## Input:
:::

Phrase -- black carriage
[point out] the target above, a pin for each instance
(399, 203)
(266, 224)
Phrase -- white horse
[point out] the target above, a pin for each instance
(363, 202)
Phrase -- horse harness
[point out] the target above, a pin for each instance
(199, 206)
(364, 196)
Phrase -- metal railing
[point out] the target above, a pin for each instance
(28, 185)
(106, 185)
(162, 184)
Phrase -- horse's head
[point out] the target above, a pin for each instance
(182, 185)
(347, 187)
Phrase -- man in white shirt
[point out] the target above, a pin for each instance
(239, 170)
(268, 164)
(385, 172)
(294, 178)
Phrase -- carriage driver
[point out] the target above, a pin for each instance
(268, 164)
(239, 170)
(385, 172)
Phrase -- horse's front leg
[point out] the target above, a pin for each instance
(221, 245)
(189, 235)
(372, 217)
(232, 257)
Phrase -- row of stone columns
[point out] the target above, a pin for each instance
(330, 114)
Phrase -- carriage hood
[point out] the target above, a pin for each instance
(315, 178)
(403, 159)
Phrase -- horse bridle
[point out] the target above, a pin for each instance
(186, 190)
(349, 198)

:::

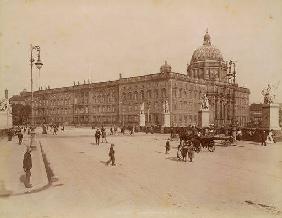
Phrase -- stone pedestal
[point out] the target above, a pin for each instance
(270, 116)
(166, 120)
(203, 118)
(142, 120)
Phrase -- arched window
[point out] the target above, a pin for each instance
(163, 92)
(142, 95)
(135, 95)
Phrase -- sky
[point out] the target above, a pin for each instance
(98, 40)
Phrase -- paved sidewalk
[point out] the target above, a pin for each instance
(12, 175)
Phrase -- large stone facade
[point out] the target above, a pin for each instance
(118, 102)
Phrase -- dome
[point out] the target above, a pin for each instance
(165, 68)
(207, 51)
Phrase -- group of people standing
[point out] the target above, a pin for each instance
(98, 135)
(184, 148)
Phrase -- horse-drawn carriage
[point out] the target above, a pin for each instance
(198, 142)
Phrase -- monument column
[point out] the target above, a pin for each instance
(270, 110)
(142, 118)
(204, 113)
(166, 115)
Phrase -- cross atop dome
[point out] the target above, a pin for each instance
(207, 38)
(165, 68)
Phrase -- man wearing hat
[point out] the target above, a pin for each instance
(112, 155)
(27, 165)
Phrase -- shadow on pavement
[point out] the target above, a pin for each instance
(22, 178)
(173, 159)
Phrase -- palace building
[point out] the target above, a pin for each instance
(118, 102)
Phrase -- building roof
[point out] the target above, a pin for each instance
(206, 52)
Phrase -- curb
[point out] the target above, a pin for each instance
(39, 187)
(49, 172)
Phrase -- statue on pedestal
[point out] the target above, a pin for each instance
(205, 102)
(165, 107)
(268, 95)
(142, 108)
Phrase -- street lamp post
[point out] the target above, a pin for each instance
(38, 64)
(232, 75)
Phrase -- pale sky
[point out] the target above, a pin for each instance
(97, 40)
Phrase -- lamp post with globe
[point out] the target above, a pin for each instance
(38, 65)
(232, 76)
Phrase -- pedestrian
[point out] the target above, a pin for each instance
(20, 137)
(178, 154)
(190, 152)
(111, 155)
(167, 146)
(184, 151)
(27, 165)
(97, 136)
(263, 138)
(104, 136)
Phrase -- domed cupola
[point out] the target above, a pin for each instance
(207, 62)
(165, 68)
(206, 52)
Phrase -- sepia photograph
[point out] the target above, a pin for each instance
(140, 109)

:::

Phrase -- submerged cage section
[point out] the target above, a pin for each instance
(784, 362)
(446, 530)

:::

## Problem description:
Show each line in the rows above that contains the string "pedestal", reproducing every such line in full.

## Reply:
Phrase -- stone pedestal
Phrase -- statue on pedestal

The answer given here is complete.